Please render the entries, from their first line up to and including the line with "M 69 84 L 27 139 L 65 159 L 102 95 Z", as a Markdown table with columns Row and Line, one numbered row per line, skipping blank lines and leaving out the pictures.

----- Materials provided -----

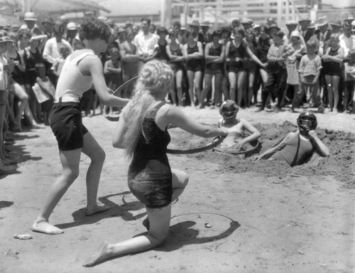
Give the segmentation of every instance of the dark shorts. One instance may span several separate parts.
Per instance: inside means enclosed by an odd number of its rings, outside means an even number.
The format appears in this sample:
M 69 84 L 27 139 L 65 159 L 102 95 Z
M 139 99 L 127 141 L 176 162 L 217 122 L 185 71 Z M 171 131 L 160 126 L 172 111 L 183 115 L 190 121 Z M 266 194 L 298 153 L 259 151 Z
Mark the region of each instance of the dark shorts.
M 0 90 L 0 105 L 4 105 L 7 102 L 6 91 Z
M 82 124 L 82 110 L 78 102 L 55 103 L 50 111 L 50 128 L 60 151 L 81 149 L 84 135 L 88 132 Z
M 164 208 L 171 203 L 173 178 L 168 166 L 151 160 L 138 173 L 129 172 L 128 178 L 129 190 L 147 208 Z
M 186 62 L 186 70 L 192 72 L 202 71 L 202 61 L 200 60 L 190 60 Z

-----

▸ Response for this exercise:
| Row | Line |
|---|---|
| 1 | Give the segmentation of every instance of the dark shorts. One instance may span several separate parts. |
| 2 | Per instance: inside means enclosed by an odd number of its rings, outside means an even number. |
| 3 | The format appears in this sample: |
| 4 | M 69 84 L 27 139 L 65 159 L 102 95 Z |